Your task: Each line in the records below that has the word "statue" should be copied.

Extracted information:
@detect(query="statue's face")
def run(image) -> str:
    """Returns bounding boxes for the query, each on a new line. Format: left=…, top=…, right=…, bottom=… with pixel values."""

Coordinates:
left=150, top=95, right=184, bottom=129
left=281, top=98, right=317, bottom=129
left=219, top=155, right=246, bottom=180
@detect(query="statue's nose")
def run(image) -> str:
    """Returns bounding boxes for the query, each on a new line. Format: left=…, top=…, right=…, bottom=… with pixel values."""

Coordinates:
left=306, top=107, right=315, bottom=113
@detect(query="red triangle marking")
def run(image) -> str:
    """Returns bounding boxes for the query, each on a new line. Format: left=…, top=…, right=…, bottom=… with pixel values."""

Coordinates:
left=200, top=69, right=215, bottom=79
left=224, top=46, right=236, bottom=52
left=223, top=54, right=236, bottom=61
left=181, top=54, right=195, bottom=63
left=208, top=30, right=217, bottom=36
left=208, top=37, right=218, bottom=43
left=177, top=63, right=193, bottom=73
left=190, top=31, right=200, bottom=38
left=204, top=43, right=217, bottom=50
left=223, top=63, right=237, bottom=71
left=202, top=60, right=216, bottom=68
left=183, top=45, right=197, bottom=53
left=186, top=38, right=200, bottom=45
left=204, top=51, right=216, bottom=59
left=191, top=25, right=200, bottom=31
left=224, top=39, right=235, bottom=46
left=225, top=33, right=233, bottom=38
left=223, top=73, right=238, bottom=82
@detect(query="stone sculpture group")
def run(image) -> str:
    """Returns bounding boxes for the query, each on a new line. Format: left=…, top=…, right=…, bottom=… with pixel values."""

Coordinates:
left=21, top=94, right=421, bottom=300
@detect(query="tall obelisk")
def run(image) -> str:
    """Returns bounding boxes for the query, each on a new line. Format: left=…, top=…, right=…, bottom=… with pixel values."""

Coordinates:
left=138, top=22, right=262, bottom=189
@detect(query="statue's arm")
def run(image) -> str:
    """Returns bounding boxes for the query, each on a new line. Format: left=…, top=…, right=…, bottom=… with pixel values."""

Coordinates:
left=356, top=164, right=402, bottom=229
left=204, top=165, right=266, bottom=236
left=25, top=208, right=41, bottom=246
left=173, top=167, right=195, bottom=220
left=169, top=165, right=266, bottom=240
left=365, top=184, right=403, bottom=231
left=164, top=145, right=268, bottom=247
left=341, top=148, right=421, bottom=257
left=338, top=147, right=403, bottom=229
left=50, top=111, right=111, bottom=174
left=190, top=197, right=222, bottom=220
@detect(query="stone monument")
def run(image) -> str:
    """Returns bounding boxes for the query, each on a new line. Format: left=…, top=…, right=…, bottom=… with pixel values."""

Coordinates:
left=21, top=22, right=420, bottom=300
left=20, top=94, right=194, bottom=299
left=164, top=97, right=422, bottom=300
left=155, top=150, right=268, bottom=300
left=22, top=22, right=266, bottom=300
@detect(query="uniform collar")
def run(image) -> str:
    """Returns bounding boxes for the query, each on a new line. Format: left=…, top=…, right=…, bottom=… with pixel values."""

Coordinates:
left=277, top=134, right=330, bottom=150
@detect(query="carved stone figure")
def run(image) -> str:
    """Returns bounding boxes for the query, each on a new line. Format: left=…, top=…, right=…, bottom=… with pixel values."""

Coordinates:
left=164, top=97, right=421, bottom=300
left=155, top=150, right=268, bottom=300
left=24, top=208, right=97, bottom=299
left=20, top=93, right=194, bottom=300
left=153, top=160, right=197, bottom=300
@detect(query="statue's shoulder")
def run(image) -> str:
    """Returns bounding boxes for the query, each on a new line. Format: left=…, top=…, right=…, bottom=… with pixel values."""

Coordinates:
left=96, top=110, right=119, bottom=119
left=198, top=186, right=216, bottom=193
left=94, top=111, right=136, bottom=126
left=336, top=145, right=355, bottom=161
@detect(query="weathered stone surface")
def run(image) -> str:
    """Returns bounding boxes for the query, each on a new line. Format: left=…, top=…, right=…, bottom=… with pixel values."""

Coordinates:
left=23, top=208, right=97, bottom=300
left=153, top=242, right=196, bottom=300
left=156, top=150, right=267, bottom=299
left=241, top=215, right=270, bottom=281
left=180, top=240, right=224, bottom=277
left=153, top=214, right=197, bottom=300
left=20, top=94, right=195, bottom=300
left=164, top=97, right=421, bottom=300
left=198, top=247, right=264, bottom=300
--
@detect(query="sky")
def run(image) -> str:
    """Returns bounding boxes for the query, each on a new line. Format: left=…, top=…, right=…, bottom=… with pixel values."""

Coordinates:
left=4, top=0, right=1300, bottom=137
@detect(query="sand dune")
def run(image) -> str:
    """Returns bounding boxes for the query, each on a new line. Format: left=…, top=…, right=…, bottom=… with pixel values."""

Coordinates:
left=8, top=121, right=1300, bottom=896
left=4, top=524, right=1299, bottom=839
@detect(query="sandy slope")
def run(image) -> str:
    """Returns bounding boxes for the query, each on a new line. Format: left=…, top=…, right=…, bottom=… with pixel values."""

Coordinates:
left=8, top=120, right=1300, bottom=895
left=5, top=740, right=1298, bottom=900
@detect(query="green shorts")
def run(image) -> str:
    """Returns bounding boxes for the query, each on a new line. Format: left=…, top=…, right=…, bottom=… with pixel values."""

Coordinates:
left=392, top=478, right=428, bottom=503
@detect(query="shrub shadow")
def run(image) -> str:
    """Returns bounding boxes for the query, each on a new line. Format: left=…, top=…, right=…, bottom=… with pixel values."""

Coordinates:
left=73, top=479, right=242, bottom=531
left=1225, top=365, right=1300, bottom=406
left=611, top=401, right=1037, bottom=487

Response to this task:
@detect(query="statue's face")
@detect(query="statue's nose")
@detect(query="statue's arm")
@detect(query="statue's shoulder")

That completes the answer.